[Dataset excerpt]
-- -- --

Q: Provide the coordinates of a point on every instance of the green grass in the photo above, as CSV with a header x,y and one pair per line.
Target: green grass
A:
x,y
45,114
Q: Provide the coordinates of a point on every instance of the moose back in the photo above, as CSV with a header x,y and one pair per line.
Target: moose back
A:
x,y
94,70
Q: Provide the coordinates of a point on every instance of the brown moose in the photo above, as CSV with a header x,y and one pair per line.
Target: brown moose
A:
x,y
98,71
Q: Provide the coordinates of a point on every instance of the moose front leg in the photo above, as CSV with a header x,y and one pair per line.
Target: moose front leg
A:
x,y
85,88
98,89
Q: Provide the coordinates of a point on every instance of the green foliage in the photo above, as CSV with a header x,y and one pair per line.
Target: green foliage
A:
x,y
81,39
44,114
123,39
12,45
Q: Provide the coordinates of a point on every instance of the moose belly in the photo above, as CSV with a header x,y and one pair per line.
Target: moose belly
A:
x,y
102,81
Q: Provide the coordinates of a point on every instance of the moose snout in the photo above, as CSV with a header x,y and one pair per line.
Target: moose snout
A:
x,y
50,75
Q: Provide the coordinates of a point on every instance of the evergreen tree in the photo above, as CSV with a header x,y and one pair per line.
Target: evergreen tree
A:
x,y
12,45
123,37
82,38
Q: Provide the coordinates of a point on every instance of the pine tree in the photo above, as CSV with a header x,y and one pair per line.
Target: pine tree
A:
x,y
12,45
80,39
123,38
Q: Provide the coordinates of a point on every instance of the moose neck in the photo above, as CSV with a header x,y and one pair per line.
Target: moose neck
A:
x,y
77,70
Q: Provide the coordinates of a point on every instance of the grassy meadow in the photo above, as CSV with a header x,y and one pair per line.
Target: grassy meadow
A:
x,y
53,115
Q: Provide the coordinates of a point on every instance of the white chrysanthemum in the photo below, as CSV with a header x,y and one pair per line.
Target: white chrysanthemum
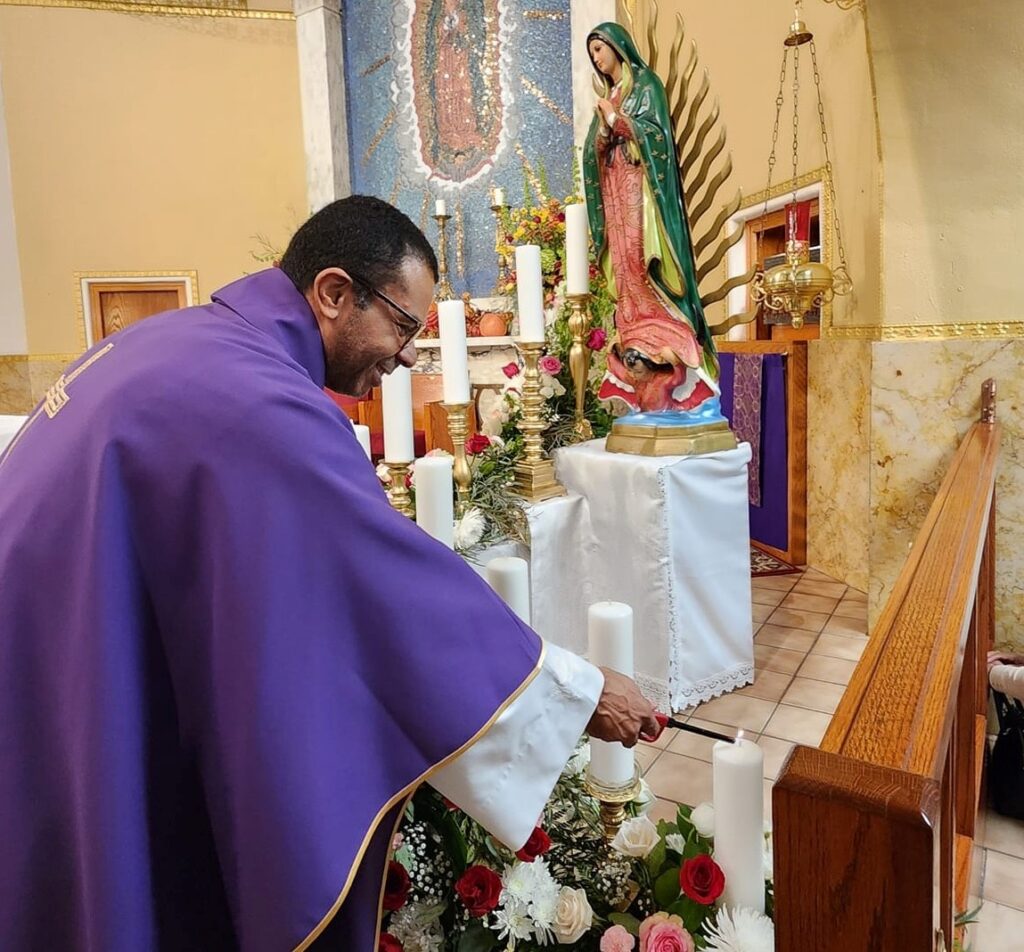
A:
x,y
469,528
740,931
416,925
517,884
512,921
676,841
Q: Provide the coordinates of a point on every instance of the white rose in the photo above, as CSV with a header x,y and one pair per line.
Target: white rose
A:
x,y
573,916
702,819
637,836
676,841
645,799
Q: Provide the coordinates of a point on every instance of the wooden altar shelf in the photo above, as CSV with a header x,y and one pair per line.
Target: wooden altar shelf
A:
x,y
875,830
795,353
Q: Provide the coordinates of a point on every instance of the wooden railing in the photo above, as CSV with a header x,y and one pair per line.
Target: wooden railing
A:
x,y
873,830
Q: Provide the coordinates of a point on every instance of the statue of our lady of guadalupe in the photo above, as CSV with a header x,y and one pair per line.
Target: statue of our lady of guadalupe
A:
x,y
663,362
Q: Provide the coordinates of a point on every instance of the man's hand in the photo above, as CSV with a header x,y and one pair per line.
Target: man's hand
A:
x,y
1004,657
623,712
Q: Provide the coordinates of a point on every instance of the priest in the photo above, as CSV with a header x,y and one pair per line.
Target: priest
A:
x,y
225,661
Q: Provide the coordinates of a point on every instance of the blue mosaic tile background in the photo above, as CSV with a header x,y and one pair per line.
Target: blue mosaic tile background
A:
x,y
383,63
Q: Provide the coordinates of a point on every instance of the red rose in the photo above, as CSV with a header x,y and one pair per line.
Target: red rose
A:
x,y
701,878
396,888
479,889
477,443
538,845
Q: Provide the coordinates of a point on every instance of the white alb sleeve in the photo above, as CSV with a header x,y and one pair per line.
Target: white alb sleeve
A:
x,y
504,780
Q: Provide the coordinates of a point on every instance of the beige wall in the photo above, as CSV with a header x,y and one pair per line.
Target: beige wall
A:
x,y
140,143
951,115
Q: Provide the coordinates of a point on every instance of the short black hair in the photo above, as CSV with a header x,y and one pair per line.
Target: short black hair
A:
x,y
361,234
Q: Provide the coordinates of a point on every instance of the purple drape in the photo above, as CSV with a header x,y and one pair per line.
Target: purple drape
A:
x,y
769,521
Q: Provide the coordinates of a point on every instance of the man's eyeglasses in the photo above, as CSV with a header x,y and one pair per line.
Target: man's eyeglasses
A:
x,y
411,327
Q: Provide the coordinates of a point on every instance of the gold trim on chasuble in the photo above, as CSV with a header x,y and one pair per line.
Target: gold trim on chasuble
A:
x,y
55,399
406,793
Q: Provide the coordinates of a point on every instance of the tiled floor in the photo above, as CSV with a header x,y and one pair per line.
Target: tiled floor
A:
x,y
809,633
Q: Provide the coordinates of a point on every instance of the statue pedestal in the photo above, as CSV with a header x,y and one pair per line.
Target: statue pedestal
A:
x,y
669,535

-- -- --

Each entry gets copied exactly; the pictures stay out.

Q: Provide the coordinates of a point on every instance of the green grass in the photo above, as CSV with a header x,y and one pair per line.
Target: green grass
A:
x,y
45,114
Q: Provide the coordinates of a point on every instance of the moose back in the photo above, as CSV with a header x,y and one pair per line.
Target: moose back
A:
x,y
94,70
Q: Provide the coordinates of a point on every instance of the brown moose in the photo above, as CSV with a header x,y and one pair per line.
Target: brown moose
A:
x,y
98,71
Q: Provide the coordinates of a point on every instance of the moose front leg in the photo above, as CSV with a header x,y and one pair per line.
Target: moose front leg
A:
x,y
85,88
98,89
Q: Provide the coordinates of a point on every instance of the green foliage in the photo above, as CSV with a header x,y and one pair per line.
Target: green foliage
A:
x,y
81,39
44,114
123,39
12,45
Q: Provide the coordinates of a point on every instance of the moose belly in the photo above, as CSV with a header x,y and one pair per line.
Target: moose belly
A:
x,y
102,81
Q: Provide the coordinates of a point on every instance of the moose snout in the photo above, as CSV with a header x,y and one pair per line.
Target: moose snout
A:
x,y
50,75
Q: Provide the coordinates of a point on every instance of the evergreen tree in the photo above, as CSV with a header x,y and one pair per line.
Target: evergreen tree
A:
x,y
12,45
123,37
82,38
Q: Provide the coordinates of a point on every instance of the pine tree in the photo above, as CSV with a header x,y and one pair per line.
Target: pine tree
A:
x,y
12,45
80,39
123,38
Q: Provide the coordinates of a point on every instance of the moose neck in the photo above, as CSV with a header x,y and one pair per line.
Target: moose neck
A:
x,y
77,70
Q: Provide the coordinates of a point on every instance of the grassy meadow in the photo above, as CSV with a header x,y and one pair per line.
Target: grassy meadow
A:
x,y
53,115
Q: Provide the coordinates of a point on every instance of the white chrysanthemum in the photo below, as CSV with a header x,y and one pair per line.
Target: white chrysanthemum
A:
x,y
469,528
740,931
416,925
517,884
512,921
676,841
Q: Provide the coordinates of a point on every instance of the white rose in the photo above, as CSV with a header x,y and one pair per line.
Target: white rose
A:
x,y
573,916
702,819
637,836
676,841
645,799
Q: Provide the coordinates of a point on every instance of the wooden altar shelf in the photo above, as CSV with a header x,y and one pair per line.
Target: wooden altar shelf
A:
x,y
875,830
795,353
Q: Provide the coordinates of a point on every instance of the wooden railing in the photo above, as CSV with a header x,y and one pair per line.
Target: wooden railing
A:
x,y
873,830
Q: Provide the coordinates of a point on every instance of the statue of our lady of guadalupe in the photo above, as CSV with a header x,y and one pair per line.
Target: statue of our lady of guadalupe
A:
x,y
663,362
Q: Provide the coordinates of a point on every instance of the man's hand in the photo above, as CSV with a header x,y and one pair per line.
Target: man's hand
A:
x,y
1004,657
623,712
Q: Provide the coordinates of a point on every instance of the priest in the photo above, as CSV with a header x,y and one pair per line.
Target: priest
A:
x,y
225,661
Q: Provide the coordinates of a point on every instance of the blue mosaic tile background in the photo above, as CSV with a header x,y and one pair per line.
Target: blue mosaic tile background
A:
x,y
383,63
Q: Provide the coordinates of a point on every instance of the red rose in the photo above, as CSV with a header x,y and one pair per line.
Target: red rose
A:
x,y
701,878
396,888
479,889
477,443
538,845
Q: Provide the coordinates of a point on every instance of the white alb sleeve in the photo above, as CSV with a header x,y and one pair per line.
Target: white alb sleeve
A:
x,y
504,780
Q: Provide the coordinates of a point on every instance of the beige wall in the photo above, as CSV with a header x,y and one pair per line.
Target: beige wall
A:
x,y
140,143
951,115
Q: Provide the coordinates of a point on every instance of the short black hair in the photo above, as CSV with a header x,y and one pair per line.
Target: short black hair
A:
x,y
361,234
Q: Provide the coordinates of a point on every instance of the purple drape in the photo above, as CSV with a header x,y and one pair per line.
Target: purple drape
A:
x,y
769,521
Q: Provide the coordinates of a point on every instance of the man's eyeglasses in the photo above, as CSV with a header x,y and one pair per line.
Target: man's eyeglasses
A:
x,y
411,327
Q: Provide the coordinates of a point on every instance of the gold trim on chasuble in the photo above, as CSV with a header x,y and one pair per line.
Target: gold trim on chasuble
A:
x,y
55,399
406,793
Q: Provide the coordinates of a point on every instance of the tiled floor in the photo above, as CSV with a header x,y and one pair per line.
Target: tiled floor
A:
x,y
809,633
Q: Provide the coordinates of a point on every instance of the statue pedestal in the photo above, as CSV with a header x,y and one pair per line.
Target: statue pedestal
A:
x,y
669,535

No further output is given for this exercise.